=== 展示文本 ===
((

Stream 流操作（中间操作 / 终端操作）

Java 8 引入的 Stream 是函数式编程在 Java 的落地。很多同学用 Stream 写出很优雅的代码，但也有人写出性能极差的代码，或者遇到莫名其妙的"只执行了一半"的问题。

我见过有人这样写代码：

list.stream()
    .filter(x -> x > 0)
    .map(x -> x * 2)
    .sorted()
    .collect(Collectors.toList());

这段代码看起来很简洁，但它是怎么执行的？filter、map、sorted 会按顺序执行吗？

今天我们就来把 Stream 的惰性求值机制彻底讲透。

一、Stream 的基本概念

1.1 Stream 是什么

Stream 不是数据结构，而是一种数据处理的方式：

// 传统循环
List<Integer> result = new ArrayList<>();
for (Integer x : list) {
    if (x > 0) {
        result.add(x * 2);
    }
}

// Stream
List<Integer> result = list.stream()
    .filter(x -> x > 0)
    .map(x -> x * 2)
    .collect(Collectors.toList());

1.2 Stream 的组成

Stream 管道 = Source + 中间操作 + 终端操作

  数据源          中间操作              终端操作
    │               │                    │
    ▼               ▼                    ▼
┌────────┐   ┌────────────┐   ┌──────────────────┐
│  List  │ → │ filter()   │ → │ collect(Collectors│
│  Set   │   │ map()      │   │   .toList())     │
│  Array │   │ sorted()   │   │                  │
│  ...   │   │ distinct() │   │ forEach()        │
└────────┘   │ limit()    │   │ count()          │
             └────────────┘   │ reduce()          │
                               └──────────────────┘

1.3 【直观类比】

【直观类比】

Stream 就像一条流水线：

原材料        流水线机器              产品
  │               │                  │
  ▼               ▼                  ▼
[原料] ───→ [筛选机] ───→ [加工机] ───→ [成品]
              filter           map            toList

你不需要关心中间的每一个步骤，只需要定义"怎么筛选"、"怎么加工"，最后指定"产出什么"。

二、中间操作 vs 终端操作

2.1 核心区别

类型	特点	返回值
中间操作（Intermediate）	惰性执行，不触发处理	Stream
终端操作（Terminal）	触发整个管道执行	非 Stream

2.2 惰性求值

中间操作是惰性的，只有遇到终端操作才会真正执行：

Stream<Integer> stream = list.stream()
    .filter(x -> {
        System.out.println("filter: " + x);  // 这行不会执行！
        return x > 0;
    })
    .map(x -> {
        System.out.println("map: " + x);  // 这行也不会执行！
        return x * 2;
    });

// 到这里为止，什么都没打印！

stream.collect(Collectors.toList());  // 遇到终端操作才开始执行

2.3 执行时机图解

未调用终端操作：
Stream<Integer> stream = list.stream()
    .filter(x -> { System.out.println("filter"); return x > 0; })
    .map(x -> { System.out.println("map"); return x * 2; });
// 什么都没发生

调用终端操作后：
stream.collect(Collectors.toList());

// 输出（按实际处理顺序）：
// filter: 1
// map: 1
// filter: -2
// filter: 3
// map: 3
// filter: 0

三、常见中间操作

3.1 filter：过滤

List<Integer> numbers = Arrays.asList(1, 2, 3, 4, 5, 6);

// 筛选偶数
List<Integer> evens = numbers.stream()

))

=== 材料 ===
((

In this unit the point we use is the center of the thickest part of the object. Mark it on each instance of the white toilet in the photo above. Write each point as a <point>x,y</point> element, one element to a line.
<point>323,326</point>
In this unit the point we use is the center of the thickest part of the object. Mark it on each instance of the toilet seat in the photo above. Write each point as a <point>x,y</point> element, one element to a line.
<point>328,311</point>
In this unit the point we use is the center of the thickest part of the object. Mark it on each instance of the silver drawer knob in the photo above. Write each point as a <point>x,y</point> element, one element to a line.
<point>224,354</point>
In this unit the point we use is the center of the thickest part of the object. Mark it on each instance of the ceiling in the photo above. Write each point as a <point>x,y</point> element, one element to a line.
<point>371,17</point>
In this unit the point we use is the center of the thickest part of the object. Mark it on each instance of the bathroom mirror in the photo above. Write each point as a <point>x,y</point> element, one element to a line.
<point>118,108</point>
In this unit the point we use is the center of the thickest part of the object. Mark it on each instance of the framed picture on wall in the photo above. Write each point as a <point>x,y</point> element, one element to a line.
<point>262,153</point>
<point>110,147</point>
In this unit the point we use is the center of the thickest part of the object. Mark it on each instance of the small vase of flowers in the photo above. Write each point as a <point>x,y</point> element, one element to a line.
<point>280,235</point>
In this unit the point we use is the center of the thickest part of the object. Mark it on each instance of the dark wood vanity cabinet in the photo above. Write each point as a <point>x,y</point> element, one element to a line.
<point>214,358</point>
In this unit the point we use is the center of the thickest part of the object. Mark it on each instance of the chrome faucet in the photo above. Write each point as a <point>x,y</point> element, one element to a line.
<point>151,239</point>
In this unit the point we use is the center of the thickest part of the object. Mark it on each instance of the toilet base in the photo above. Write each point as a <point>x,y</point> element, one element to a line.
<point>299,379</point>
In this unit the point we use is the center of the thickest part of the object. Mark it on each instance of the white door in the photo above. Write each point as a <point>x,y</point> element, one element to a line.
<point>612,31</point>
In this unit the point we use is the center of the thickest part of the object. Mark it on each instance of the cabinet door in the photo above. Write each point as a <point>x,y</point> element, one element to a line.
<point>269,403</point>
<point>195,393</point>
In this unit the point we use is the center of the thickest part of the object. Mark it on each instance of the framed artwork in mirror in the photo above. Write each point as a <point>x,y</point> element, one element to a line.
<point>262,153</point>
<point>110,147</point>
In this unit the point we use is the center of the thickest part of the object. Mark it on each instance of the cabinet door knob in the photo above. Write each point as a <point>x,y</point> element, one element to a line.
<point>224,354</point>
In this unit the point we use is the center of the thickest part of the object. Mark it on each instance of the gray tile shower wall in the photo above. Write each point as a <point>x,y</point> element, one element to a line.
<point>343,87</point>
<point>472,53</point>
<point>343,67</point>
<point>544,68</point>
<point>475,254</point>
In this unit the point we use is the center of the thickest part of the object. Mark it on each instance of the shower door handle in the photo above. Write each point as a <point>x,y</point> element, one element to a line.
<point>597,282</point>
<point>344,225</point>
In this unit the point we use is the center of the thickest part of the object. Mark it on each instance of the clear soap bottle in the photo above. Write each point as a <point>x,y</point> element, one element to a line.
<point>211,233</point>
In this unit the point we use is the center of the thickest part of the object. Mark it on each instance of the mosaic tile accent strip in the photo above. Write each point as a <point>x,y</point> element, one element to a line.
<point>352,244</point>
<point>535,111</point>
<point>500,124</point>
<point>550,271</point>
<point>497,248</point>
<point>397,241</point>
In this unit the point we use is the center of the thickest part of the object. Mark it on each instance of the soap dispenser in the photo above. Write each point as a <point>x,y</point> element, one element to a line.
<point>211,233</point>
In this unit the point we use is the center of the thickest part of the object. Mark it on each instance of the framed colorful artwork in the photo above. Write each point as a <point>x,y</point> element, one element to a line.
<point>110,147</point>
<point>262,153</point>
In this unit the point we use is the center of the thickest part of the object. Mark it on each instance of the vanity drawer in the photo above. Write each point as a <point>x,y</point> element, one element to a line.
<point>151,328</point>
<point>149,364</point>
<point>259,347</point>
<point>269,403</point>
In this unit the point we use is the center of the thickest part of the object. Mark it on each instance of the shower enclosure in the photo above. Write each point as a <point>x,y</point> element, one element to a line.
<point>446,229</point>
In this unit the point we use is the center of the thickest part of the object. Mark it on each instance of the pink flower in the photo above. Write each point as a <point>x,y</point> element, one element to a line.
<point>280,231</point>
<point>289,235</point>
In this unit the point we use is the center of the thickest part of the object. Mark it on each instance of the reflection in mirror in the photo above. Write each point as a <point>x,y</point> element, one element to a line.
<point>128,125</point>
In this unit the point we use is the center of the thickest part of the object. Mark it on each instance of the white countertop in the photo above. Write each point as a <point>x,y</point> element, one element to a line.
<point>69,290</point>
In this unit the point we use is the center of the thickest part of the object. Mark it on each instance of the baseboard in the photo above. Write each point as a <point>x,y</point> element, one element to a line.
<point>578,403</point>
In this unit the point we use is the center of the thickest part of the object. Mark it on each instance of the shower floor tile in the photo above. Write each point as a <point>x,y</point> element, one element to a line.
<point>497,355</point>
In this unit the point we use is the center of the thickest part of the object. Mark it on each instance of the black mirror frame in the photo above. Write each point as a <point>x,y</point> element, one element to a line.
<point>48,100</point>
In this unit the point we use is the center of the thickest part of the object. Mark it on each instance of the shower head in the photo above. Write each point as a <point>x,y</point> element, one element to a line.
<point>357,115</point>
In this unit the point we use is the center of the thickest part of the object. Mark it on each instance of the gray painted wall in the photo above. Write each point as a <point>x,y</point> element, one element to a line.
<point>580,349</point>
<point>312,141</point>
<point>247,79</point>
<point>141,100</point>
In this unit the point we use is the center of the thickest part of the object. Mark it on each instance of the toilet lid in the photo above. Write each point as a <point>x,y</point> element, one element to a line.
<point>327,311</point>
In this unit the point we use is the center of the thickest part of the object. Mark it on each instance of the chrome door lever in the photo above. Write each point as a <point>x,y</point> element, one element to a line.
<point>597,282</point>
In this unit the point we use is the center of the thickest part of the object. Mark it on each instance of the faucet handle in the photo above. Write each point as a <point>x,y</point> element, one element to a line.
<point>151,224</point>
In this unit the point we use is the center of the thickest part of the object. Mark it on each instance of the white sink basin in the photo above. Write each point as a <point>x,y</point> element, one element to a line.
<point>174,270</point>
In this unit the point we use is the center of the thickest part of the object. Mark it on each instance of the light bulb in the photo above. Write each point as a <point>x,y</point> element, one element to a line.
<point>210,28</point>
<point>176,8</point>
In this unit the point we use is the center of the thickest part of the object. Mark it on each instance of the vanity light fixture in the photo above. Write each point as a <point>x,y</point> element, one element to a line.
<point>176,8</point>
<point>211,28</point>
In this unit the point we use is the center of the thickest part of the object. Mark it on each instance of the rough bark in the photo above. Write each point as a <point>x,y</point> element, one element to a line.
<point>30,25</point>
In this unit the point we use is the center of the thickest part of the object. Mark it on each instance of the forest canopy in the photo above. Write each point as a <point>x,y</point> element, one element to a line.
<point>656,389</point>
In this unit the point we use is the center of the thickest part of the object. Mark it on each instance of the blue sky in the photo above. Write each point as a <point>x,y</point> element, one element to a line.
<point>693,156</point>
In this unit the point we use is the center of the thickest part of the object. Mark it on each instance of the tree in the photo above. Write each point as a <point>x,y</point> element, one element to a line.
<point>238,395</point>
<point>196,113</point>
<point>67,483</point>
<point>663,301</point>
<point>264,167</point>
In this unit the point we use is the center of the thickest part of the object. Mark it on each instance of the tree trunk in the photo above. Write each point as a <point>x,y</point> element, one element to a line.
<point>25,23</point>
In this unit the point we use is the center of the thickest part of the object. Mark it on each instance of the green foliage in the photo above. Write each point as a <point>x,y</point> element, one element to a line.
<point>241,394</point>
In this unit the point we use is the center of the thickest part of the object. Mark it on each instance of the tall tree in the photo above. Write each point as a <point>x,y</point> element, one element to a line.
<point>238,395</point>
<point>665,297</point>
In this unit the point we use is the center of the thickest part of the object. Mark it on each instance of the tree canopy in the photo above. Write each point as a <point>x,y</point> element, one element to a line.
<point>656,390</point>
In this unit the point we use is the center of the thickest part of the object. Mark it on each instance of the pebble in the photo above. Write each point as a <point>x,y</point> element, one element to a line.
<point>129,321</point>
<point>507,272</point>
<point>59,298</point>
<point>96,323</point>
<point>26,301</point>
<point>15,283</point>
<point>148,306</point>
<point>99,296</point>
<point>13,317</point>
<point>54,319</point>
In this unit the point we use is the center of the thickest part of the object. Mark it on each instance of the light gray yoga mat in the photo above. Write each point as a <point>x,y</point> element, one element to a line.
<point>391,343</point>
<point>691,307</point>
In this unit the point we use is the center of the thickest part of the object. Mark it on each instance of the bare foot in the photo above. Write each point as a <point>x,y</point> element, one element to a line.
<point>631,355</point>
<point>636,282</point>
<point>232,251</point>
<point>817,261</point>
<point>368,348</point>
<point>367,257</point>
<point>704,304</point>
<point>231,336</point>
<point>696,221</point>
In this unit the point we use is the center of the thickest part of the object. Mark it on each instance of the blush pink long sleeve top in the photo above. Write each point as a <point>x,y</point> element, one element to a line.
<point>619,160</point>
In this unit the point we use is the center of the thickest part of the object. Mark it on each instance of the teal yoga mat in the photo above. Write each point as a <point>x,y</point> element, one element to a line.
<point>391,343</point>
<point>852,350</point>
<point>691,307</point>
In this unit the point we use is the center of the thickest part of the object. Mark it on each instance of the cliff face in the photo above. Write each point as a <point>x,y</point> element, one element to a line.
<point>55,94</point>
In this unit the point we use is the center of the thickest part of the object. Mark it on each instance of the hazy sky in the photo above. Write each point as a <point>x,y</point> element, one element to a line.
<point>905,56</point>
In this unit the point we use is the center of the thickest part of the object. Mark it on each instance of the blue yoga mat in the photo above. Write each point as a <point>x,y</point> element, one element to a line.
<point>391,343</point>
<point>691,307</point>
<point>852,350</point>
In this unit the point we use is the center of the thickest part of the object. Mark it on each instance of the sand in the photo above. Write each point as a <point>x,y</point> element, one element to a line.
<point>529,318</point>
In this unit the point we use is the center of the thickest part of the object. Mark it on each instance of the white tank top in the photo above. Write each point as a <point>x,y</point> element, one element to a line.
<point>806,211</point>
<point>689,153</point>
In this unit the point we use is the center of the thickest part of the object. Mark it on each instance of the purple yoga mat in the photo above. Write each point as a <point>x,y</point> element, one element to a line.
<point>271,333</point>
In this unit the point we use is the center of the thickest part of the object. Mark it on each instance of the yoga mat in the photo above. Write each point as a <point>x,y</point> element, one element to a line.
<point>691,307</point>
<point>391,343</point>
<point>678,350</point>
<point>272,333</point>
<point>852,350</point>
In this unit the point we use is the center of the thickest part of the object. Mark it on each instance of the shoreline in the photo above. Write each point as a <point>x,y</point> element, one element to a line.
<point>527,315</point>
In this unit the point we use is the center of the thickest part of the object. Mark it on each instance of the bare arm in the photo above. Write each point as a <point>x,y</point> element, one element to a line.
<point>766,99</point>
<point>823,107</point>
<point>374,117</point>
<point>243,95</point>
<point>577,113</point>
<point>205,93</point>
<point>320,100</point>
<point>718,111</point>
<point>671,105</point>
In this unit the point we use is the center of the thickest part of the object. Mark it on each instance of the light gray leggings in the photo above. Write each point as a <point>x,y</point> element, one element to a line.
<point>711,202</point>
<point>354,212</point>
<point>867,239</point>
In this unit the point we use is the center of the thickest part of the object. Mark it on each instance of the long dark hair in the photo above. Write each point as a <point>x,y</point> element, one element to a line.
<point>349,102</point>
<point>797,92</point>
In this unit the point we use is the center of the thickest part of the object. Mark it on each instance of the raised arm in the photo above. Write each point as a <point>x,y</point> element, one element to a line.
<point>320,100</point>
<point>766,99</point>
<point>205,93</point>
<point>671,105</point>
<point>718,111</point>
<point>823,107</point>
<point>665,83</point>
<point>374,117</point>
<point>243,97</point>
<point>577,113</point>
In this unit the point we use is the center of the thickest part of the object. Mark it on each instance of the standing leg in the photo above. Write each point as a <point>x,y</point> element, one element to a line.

))

=== 任务说明 ===
续写这篇讲解 Java Stream 中间操作与终端操作的文章，从其最后一行之后接着写下去。

=== 练习结果 ===
    .filter(x -> x % 2 == 0)
    .collect(Collectors.toList());
// 结果：[2, 4, 6]

3.2 map：转换

List<String> names = Arrays.asList("alice", "bob", "charlie");

// 转大写
List<String> upper = names.stream()
    .map(String::toUpperCase)
    .collect(Collectors.toList());
// 结果：[ALICE, BOB, CHARLIE]

// 类型转换
List<Integer> lengths = names.stream()
    .map(String::length)
    .collect(Collectors.toList());
// 结果：[5, 3, 7]

3.3 flatMap：扁平化

flatMap 是 map + flatten：

List<List<Integer>> nested = Arrays.asList(
    Arrays.asList(1, 2),
    Arrays.asList(3, 4),
    Arrays.asList(5, 6)
);

// 普通 map（结果是嵌套列表）
List<List<Integer>> mapped = nested.stream()
    .map(list -> list.stream().map(x -> x * 2).collect(Collectors.toList()))
    .collect(Collectors.toList());
// 结果：[[2, 4], [6, 8], [10, 12]]

// flatMap（结果扁平化）
List<Integer> flat = nested.stream()
    .flatMap(list -> list.stream().map(x -> x * 2))
    .collect(Collectors.toList());
// 结果：[2, 4, 6, 8, 10, 12]

3.4 sorted：排序

List<String> names = Arrays.asList("Charlie", "Alice", "Bob");

// 自然排序
List<String> sorted = names.stream()
    .sorted()
    .collect(Collectors.toList());
// 结果：[Alice, Bob, Charlie]

// 自定义排序
List<String> byLength = names.stream()
    .sorted(Comparator.comparingInt(String::length))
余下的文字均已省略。